▶ **Exercício 1**:
Quais países são mencionados no trecho sobre o racismo contra africanos que fogem da guerra? Liste todos.
▶ **Exercício 2**:
Repita fielmente a parte do trecho sobre o racismo contra africanos que fogem da guerra que vai de "Em meu trabalho" até "negro, nada mudou.", incluindo ambos os extremos.

▶ **Trecho do documento**:
======

Mesmo em guerra, há racismo escancarado

Século 21 e os negros continuam sendo considerados sub-humanos, mas não deveria ser assim.

Por Jacira Monteiro

Cidadãos africanos têm denunciado que estão sofrendo discriminação e racismo ao tentar atravessar a fronteira e fugir da guerra. Em uma transmissão do Jornal Welt, traduzido e postado no Twitter pelo advogado Joel Luiz Costa, há um relato perturbador de um africano que tentava fugir da guerra. Ele disse ao repórter: “Há muita hostilidade, sobretudo de mulheres brancas. Eu estava em vagão e pediram pra eu me retirar. Eles preferem evacuar animais e bichos de estimação a homens negros e mulheres negras”.

Em meu trabalho de conclusão de curso intitulado “Registros contábeis e escravatura no Brasil oitocentista: uma abordagem histórica”, fiz uma pesquisa da contabilidade no período da escravidão. No contexto de escravidão, no Brasil e no mundo, havia animais (como cavalos, meios de transporte à época) que tinham mais valor que os africanos escravizados. Estamos no século 21, a escravidão foi abolida no século 19, contudo, parece que, no que tange ao tratamento subalterno ao negro, nada mudou.

No dia 28/2, o representante dos países africanos Quênia, Gâmbia e Gabão, Martin Kimani, falou ao Conselho de Segurança da ONU: “Na emergência que se desenrola, houve relatos perturbadores sobre o tratamento racista de africanos e afrodescendentes que procuram fugir da Ucrânia para um local seguro (...). Condenamos veementemente esse racismo e acreditamos que é prejudicial ao espírito de solidariedade que é tão urgentemente necessário hoje. Os maus-tratos aos povos africanos nas fronteiras da Europa precisam cessar imediatamente, seja para os africanos que fogem da Ucrânia ou para aqueles que cruzam o Mediterrâneo”

No mesmo dia, 28/2, a União Africana, que reúne os 55 países da África, divulgou um documento oficial dizendo: “Relatos de que africanos são selecionados para tratamento dissimilar inaceitável são chocantemente racistas e uma violação da lei internacional. Nesse sentido, os presidentes pedem que todos os países respeitem a lei internacional e demonstrem a mesma empatia e apoio para todos aqueles que fogem da guerra, independentemente da sua raça”1.

======

▶ **Dados apresentados**:
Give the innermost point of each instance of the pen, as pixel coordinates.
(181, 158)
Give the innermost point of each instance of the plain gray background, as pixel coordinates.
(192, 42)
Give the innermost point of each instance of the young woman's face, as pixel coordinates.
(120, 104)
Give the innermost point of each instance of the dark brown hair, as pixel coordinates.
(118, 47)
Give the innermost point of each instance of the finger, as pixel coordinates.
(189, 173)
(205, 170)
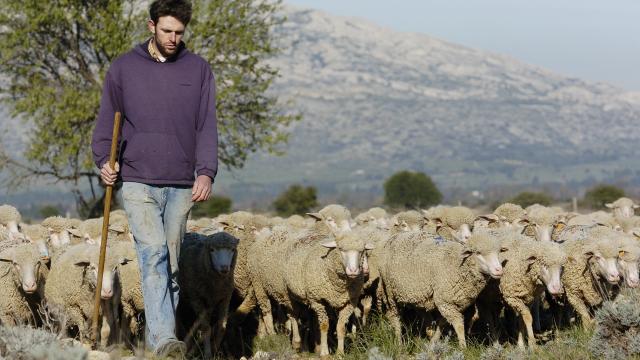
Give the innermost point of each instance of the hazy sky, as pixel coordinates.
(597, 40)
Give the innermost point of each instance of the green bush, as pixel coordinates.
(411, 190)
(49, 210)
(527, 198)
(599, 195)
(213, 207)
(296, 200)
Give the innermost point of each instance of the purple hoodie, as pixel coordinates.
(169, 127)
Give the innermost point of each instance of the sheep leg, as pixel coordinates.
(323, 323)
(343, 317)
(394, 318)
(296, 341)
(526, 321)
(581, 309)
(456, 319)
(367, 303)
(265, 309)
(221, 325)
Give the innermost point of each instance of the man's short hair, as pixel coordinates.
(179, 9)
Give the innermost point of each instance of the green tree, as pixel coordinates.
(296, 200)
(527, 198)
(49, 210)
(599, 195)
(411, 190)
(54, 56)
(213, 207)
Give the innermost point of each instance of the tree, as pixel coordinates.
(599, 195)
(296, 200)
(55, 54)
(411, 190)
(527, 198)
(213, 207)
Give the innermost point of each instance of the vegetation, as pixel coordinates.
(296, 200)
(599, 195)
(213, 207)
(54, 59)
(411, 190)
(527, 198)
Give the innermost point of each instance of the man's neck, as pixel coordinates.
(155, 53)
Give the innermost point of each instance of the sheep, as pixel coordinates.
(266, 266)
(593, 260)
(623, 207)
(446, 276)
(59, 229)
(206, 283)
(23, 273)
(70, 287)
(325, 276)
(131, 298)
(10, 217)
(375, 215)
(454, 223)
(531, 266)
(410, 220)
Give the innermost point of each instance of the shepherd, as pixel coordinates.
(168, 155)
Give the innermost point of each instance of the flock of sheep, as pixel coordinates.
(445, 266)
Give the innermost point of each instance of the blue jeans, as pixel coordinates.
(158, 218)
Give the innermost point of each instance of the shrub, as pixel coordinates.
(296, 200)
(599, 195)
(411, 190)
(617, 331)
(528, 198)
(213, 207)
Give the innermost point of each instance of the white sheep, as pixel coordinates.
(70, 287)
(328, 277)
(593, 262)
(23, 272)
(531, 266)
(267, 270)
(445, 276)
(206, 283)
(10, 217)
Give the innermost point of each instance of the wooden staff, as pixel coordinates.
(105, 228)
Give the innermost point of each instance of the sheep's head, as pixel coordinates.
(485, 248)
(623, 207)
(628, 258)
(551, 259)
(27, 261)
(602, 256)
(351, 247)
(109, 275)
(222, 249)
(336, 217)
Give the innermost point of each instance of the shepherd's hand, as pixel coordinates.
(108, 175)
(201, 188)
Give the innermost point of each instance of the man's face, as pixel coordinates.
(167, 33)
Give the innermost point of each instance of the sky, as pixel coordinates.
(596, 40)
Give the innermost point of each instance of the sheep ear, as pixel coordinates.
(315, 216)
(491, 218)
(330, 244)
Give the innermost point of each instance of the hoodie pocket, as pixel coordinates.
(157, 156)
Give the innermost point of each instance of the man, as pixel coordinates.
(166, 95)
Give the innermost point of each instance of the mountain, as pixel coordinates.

======

▶ **Resposta da tarefa 1**:
Quênia, Gâmbia, Gabão, Brasil e Ucrânia.

▶ **Resposta da tarefa 2**:
Em meu trabalho de conclusão de curso intitulado “Registros contábeis e escravatura no Brasil oitocentista: uma abordagem histórica”, fiz uma pesquisa da contabilidade no período da escravidão. No contexto de escravidão, no Brasil e no mundo, havia animais (como cavalos, meios de transporte à época) que tinham mais valor que os africanos escravizados. Estamos no século 21, a escravidão foi abolida no século 19, contudo, parece que, no que tange ao tratamento subalterno ao negro, nada mudou.